WRITTEN REQUEST:
Reproduce the data starting with the line that contains "Mark every instance of the man's" and continuing through the end of the data, substituting "raised" for "outstretched" and leaving everything else unchanged.
-------
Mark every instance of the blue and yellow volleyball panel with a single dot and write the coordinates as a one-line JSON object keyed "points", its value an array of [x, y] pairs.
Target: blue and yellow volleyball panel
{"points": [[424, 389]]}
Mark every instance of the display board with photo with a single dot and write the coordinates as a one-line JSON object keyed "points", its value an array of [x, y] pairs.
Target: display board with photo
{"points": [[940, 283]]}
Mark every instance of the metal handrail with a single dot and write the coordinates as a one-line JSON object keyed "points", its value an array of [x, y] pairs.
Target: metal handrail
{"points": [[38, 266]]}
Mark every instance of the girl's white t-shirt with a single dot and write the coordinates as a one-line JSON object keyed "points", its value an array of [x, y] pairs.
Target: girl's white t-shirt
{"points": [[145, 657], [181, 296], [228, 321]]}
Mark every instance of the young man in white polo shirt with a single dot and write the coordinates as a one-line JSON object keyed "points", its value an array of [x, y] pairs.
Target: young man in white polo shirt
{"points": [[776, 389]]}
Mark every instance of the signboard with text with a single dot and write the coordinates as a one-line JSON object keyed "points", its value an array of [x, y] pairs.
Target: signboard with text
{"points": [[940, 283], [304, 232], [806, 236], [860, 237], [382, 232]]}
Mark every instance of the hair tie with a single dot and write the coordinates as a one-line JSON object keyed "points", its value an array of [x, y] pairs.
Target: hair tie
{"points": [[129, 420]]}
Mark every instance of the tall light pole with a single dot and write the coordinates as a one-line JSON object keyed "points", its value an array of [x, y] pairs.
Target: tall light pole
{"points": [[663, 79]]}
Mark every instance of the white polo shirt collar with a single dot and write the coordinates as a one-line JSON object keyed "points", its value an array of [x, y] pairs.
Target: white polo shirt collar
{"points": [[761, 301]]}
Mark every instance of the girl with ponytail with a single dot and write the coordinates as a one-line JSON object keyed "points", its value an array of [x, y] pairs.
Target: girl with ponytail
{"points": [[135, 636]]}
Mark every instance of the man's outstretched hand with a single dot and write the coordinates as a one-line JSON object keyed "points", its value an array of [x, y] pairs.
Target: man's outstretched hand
-------
ANSWER TO THIS TASK:
Mark every instance of the man's raised hand with a single dot and write the coordinates as a one-line JSON object keyed "points", its value an array of [x, y] pairs.
Target: man's raised hand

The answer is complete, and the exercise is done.